BEGIN

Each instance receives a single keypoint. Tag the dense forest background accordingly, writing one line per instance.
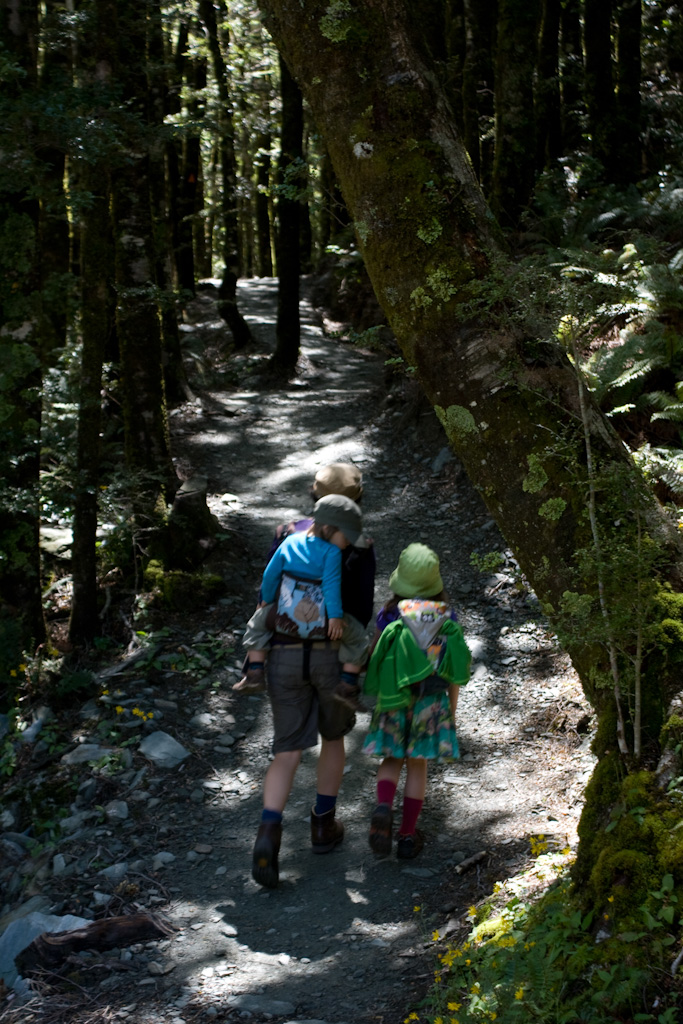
(147, 147)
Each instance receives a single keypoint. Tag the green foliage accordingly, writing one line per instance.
(493, 561)
(534, 956)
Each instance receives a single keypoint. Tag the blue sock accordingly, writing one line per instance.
(324, 803)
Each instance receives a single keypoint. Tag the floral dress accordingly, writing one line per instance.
(424, 728)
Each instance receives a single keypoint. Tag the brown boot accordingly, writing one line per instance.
(264, 858)
(325, 832)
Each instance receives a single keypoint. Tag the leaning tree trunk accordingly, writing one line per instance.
(288, 254)
(510, 401)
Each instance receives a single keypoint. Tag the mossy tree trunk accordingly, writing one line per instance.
(509, 399)
(22, 342)
(287, 250)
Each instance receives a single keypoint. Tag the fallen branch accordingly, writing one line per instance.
(464, 865)
(52, 948)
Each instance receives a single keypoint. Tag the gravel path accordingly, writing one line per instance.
(339, 940)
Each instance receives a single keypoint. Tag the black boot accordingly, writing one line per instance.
(326, 834)
(264, 858)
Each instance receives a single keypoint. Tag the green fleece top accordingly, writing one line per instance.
(397, 662)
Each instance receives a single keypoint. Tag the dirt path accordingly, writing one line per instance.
(339, 940)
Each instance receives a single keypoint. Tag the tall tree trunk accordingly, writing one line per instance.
(96, 253)
(188, 196)
(228, 286)
(571, 75)
(549, 136)
(628, 89)
(176, 386)
(478, 80)
(264, 253)
(22, 623)
(510, 403)
(147, 455)
(514, 169)
(288, 330)
(599, 88)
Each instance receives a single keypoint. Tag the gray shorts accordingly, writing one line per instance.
(301, 708)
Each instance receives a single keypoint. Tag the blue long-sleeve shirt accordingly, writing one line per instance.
(357, 571)
(311, 558)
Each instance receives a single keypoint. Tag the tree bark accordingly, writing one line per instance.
(571, 75)
(228, 286)
(96, 251)
(22, 337)
(599, 87)
(549, 136)
(628, 85)
(288, 329)
(506, 398)
(145, 425)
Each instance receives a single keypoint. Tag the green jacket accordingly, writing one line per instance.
(397, 662)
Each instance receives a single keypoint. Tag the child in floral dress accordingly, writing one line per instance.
(416, 669)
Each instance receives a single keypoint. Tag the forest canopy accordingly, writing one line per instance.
(507, 174)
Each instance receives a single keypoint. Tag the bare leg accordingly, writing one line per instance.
(416, 778)
(279, 779)
(454, 693)
(331, 766)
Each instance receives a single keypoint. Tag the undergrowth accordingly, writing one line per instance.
(534, 953)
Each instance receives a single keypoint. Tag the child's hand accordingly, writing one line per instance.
(335, 629)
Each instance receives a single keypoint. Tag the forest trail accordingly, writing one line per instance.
(341, 939)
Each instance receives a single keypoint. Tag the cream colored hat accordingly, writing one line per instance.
(338, 478)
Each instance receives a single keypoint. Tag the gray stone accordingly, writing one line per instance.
(261, 1005)
(84, 753)
(163, 750)
(115, 872)
(116, 810)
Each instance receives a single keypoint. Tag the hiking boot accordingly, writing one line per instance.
(380, 829)
(410, 846)
(253, 680)
(264, 858)
(326, 833)
(349, 695)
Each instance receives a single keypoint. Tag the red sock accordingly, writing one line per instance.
(386, 791)
(412, 810)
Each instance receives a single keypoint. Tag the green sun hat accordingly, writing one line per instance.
(417, 573)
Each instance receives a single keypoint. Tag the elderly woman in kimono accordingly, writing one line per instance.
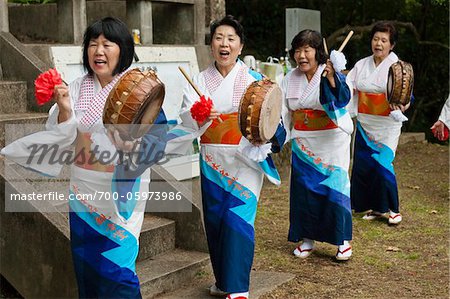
(320, 128)
(230, 181)
(104, 230)
(373, 182)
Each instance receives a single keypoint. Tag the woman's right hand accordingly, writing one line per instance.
(62, 99)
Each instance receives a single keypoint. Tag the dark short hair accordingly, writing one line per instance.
(385, 26)
(230, 21)
(115, 31)
(310, 38)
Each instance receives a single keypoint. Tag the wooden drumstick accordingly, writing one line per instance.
(194, 86)
(325, 46)
(344, 43)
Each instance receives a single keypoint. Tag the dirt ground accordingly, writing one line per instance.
(410, 260)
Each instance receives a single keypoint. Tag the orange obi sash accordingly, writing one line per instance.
(85, 158)
(225, 132)
(373, 103)
(312, 120)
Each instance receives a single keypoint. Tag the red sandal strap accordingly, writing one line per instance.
(304, 250)
(345, 250)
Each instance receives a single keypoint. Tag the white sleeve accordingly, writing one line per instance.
(285, 113)
(445, 113)
(352, 106)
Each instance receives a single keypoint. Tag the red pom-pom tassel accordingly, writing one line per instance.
(442, 138)
(201, 109)
(45, 84)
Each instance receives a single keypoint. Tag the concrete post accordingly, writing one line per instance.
(139, 16)
(199, 19)
(71, 20)
(4, 21)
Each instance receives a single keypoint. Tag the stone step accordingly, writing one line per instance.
(27, 119)
(157, 236)
(167, 272)
(261, 282)
(13, 97)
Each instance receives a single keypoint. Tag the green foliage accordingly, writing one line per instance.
(32, 1)
(264, 23)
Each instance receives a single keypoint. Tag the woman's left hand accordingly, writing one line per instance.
(401, 107)
(330, 73)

END

Leave out all images, then reproduce the entries above exactly.

Each instance receives a single keypoint. Tag the dense forest background accordingly, writing one line per instance.
(147, 147)
Each instance receives a single keypoint. Tag the green foliage accordingly, writing one line per instance.
(493, 561)
(534, 956)
Each instance receives a single keypoint. Tag the blue sock accordingly, writing one line per instance.
(324, 803)
Each instance receives a single keypoint. Tag the floral dress accordingly, writing one line per instance.
(424, 728)
Each instance receives a single keypoint. Tag the brown boot accordingly, writing one line per instance.
(264, 858)
(325, 832)
Each instance receives a single keypoint. Tag the leaning tree trunk accordingly, writing one line per instance.
(288, 254)
(510, 401)
Each instance receives a single keypoint. Tag the mossy tree trunk accordingly, writing one line per instance.
(509, 399)
(22, 342)
(287, 250)
Each instance receives a single keypoint. Tag the fallen branch accordingly, writing one line per instance.
(464, 865)
(52, 948)
Each instance receives a single keypoint. Tag the gravel path accordingly, writing one line per instance.
(339, 940)
Each instance receives a single keypoint. Tag the black boot accordingly, writing one line per instance.
(326, 834)
(264, 858)
Each instance receives a single keypoint. Tag the green fleece top accordingly, writing one line per instance.
(397, 662)
Each instance receives a single keypoint. Tag the dirt path accordingly, writing one line per instance.
(339, 940)
Each instance receives a single keypoint. Tag the tall tree trunk accordingly, writing one line per instance.
(96, 253)
(188, 196)
(228, 286)
(571, 75)
(549, 136)
(628, 89)
(176, 386)
(478, 80)
(264, 253)
(22, 623)
(510, 403)
(147, 455)
(514, 169)
(288, 330)
(599, 88)
Each instance receives a single keypoint. Tag the gray shorts accordingly, writing one line per instance.
(301, 708)
Each instance receives a single keypoint. Tag the blue long-sleeve shirt accordingly, writing one line per instance.
(357, 571)
(311, 558)
Each instance receives a single keypoint. Tag the tree bark accordingly, writing one line per instance.
(571, 75)
(228, 286)
(96, 251)
(22, 337)
(599, 87)
(549, 136)
(628, 85)
(288, 329)
(506, 398)
(145, 425)
Each instance receives a single keypoint. Tag the green jacket accordingly, writing one line per instance.
(397, 662)
Each instance receives a single keypoint. Tag the child in floral dress accordingly, writing one line per instance.
(416, 669)
Each instance receives a single keypoint. Tag the forest canopy accordingly, writing one line per instance.
(507, 174)
Each instance receives a single keypoint. Tag the bare leg accordingly, writing one line per instance.
(416, 778)
(279, 779)
(454, 693)
(331, 766)
Each instance receives a single keypoint. Tag the undergrowth accordingly, writing one line per instance.
(534, 953)
Each instance receives a single keypoint. Tag the child's hand accordingly, writing one line per instance.
(335, 629)
Each instance receives a single keypoint. Tag the forest trail accordingly, writing one line per instance.
(341, 939)
Each instance receives a single keypoint. Tag the cream colored hat accordingly, writing one line per instance.
(338, 478)
Each instance receives a single keypoint. Tag the gray stone accordingly, writing one line per instance.
(261, 1005)
(84, 753)
(163, 750)
(115, 872)
(116, 810)
Each instance receives a single keypoint. Tag the hiking boot accordingly, writing one line per instance.
(380, 829)
(410, 846)
(253, 680)
(264, 858)
(326, 833)
(349, 695)
Each instance receives a single keypoint. Tag the red sock accordingly, writing one line per instance.
(386, 791)
(412, 810)
Each instance receives a single keypoint. Tag the green sun hat accordingly, writing one line per instance.
(417, 573)
Each instance receives a single keypoint. Tag the elderly woman in kimono accordingly, writing one line per instance.
(320, 128)
(230, 181)
(104, 230)
(373, 182)
Each instance receives a single keypoint. Tag the woman's right hand accordingly, writing one line per instance.
(62, 99)
Each instance receives a single keypoint. Tag the dark short hair accordingly, writing one line per instance.
(385, 26)
(230, 21)
(115, 31)
(310, 38)
Each instance receives a single keypoint. Tag the wooden drumstick accordingly, writing one line per instance.
(194, 86)
(325, 46)
(344, 43)
Each instance receives a single keypoint. Tag the dirt ground accordingly, writing one line per instance.
(410, 260)
Each instance receives a single keypoint. Tag the orange obi sash accordingly, writing one line per instance.
(85, 158)
(225, 132)
(373, 103)
(312, 120)
Each instance receives a single keypoint. Tag the red sandal strap accordingly, writing one line per instance.
(304, 250)
(345, 250)
Each instance receives a single keypoint. Tag the white sleeve accordingly, writing one line per instance.
(285, 113)
(445, 113)
(352, 106)
Each instance receives a single keypoint. Tag the red pom-pom tassel accordingly, writing one line per instance.
(442, 138)
(201, 109)
(45, 84)
Each instance receives a single keypoint. Tag the concrete post accordingly, writing one line per instance.
(139, 16)
(199, 19)
(71, 20)
(4, 21)
Each instance receives a single keypoint. Tag the stone step accordingly, writing one line per instance.
(27, 119)
(157, 236)
(167, 272)
(261, 282)
(13, 97)
Each instance receives a single keypoint. Tag the green foliage accordingly, writing one line per instance.
(32, 1)
(264, 23)
Each instance receives a single keypoint. Tag the woman's left hand accordingly, writing one line per instance.
(401, 107)
(330, 73)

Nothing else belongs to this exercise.